(Lines of data)
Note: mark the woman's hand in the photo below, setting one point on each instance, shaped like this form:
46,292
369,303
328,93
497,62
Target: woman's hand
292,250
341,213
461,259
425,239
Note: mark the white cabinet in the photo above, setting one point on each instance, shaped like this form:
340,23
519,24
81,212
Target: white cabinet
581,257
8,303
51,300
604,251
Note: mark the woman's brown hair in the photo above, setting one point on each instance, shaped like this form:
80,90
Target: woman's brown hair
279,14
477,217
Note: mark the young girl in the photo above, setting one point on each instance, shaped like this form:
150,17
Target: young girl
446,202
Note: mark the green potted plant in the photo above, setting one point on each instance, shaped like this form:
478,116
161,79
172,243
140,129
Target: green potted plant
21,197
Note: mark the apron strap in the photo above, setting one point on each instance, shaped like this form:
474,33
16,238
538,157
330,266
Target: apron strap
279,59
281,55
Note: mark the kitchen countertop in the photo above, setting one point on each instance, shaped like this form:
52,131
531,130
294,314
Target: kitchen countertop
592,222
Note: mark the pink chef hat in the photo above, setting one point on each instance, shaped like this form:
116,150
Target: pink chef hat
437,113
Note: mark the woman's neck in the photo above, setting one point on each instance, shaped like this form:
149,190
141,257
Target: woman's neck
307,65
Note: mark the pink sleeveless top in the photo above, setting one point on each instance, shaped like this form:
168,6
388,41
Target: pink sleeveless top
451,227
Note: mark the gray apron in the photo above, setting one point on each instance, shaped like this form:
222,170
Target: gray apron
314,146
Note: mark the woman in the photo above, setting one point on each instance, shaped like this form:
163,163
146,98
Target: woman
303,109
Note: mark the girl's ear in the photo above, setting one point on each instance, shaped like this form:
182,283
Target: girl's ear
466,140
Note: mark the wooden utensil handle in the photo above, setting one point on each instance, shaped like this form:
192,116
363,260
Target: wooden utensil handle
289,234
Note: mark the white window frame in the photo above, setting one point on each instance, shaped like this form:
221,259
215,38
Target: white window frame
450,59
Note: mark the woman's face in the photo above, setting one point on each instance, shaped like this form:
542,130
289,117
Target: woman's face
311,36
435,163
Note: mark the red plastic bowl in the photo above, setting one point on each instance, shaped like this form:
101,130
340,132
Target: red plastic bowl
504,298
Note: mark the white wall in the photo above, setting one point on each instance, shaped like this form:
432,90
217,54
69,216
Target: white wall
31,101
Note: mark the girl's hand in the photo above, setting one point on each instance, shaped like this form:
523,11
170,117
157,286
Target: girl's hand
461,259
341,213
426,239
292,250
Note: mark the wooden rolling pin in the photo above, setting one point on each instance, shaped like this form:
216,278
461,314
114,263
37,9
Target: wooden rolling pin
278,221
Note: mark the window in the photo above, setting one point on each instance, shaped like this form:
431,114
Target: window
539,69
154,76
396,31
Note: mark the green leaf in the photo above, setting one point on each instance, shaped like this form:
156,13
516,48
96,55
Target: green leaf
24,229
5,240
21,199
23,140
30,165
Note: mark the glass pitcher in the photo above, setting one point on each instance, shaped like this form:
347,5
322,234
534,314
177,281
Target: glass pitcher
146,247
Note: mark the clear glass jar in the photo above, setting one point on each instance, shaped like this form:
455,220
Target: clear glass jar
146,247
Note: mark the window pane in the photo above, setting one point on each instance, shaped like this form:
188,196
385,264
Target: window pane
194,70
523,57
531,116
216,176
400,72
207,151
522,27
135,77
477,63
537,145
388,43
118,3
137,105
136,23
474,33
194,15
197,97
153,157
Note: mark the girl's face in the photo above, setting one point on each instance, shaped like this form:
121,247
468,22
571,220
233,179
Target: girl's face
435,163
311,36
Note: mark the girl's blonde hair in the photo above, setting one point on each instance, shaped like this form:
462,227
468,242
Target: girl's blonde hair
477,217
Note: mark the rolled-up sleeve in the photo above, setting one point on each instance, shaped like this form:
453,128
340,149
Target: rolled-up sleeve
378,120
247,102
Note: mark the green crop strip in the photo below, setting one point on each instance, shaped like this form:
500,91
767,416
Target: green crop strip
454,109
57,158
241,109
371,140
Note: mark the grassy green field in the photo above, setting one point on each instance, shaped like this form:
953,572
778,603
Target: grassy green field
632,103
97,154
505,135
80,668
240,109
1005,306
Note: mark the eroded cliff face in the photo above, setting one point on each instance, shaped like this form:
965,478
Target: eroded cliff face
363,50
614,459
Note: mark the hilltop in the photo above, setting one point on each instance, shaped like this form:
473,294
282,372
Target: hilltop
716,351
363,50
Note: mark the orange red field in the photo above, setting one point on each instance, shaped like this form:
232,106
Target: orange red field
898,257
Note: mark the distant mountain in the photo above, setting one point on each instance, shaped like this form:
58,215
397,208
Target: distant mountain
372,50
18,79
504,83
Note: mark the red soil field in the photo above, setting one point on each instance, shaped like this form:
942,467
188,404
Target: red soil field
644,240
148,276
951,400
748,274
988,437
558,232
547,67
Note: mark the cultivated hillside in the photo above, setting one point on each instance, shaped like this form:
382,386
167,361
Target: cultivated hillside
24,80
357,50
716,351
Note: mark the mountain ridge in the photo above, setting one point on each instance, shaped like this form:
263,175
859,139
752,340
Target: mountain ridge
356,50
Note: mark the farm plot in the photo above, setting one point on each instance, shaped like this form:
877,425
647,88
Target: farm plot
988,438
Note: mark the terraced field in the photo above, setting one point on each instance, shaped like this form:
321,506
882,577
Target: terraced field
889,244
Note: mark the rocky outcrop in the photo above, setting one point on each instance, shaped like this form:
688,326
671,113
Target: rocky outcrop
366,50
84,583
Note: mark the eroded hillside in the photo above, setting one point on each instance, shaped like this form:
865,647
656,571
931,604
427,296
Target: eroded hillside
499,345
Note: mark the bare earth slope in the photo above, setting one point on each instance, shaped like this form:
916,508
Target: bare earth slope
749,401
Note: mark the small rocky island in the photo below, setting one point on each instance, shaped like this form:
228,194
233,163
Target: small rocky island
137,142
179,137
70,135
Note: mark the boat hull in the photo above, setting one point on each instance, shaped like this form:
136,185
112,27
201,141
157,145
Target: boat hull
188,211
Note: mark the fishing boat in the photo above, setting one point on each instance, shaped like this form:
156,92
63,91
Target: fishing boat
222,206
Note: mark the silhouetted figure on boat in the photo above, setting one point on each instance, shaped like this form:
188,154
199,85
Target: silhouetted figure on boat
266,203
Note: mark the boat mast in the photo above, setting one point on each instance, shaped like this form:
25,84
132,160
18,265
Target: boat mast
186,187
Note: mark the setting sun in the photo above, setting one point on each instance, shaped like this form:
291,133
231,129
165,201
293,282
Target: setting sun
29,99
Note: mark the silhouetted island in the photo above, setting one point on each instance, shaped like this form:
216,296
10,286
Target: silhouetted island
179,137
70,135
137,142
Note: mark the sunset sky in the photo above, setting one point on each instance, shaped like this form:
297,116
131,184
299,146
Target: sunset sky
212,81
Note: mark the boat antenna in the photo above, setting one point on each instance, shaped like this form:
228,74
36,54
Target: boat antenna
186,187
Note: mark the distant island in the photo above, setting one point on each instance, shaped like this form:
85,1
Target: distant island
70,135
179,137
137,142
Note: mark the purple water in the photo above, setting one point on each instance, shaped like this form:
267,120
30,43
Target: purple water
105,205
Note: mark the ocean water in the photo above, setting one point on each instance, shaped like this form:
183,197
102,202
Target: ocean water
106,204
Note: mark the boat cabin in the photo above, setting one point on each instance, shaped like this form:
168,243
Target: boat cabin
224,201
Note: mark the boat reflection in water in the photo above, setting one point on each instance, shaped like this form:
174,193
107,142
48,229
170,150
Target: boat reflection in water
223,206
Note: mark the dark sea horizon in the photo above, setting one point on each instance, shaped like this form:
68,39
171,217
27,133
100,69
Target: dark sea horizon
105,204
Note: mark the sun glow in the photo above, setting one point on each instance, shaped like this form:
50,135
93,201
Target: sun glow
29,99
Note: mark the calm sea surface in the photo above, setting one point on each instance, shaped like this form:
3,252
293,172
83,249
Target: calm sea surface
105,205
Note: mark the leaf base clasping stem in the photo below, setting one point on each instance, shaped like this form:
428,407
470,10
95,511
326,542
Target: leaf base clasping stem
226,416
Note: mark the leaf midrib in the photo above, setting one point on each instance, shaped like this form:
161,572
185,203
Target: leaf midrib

Description of the task |
Everything from the line that contains "Note: mark the ocean" through the end of the records must be duplicated exactly, and nothing outside that range.

Answer to this task |
Note: mark the ocean water in the photo above, setting one point on each instance, shaped like this form:
183,197
102,202
Target: ocean water
106,204
Note: mark the boat cabin in the photo above, setting one point on each instance, shaped like this form:
168,243
Target: boat cabin
224,201
Note: mark the boat reflection in water in the photo above, setting one point on each instance, shaped like this form:
174,193
107,142
48,229
170,150
Target: boat reflection in water
223,206
Note: mark the dark sea horizon in the photo above, setting one point on each instance, shaped like this form:
68,39
171,217
27,133
100,69
Target: dark sea horizon
105,204
Note: mark the sun glow in the photo above, setting one point on each instance, shaped like this form:
50,135
93,201
Target: sun glow
29,99
Note: mark the calm sea surface in the photo above, setting one point on each instance, shaped like this form:
3,252
293,172
83,249
Target: calm sea surface
105,205
Note: mark the leaf base clasping stem in the photo below, setting one point on each instance, shaped like this form:
428,407
470,10
95,511
326,542
Target: leaf base clasping stem
226,416
Note: mark the leaf midrib in the photo above, setting one point on each instance, shaped like this form:
161,572
185,203
Target: leaf midrib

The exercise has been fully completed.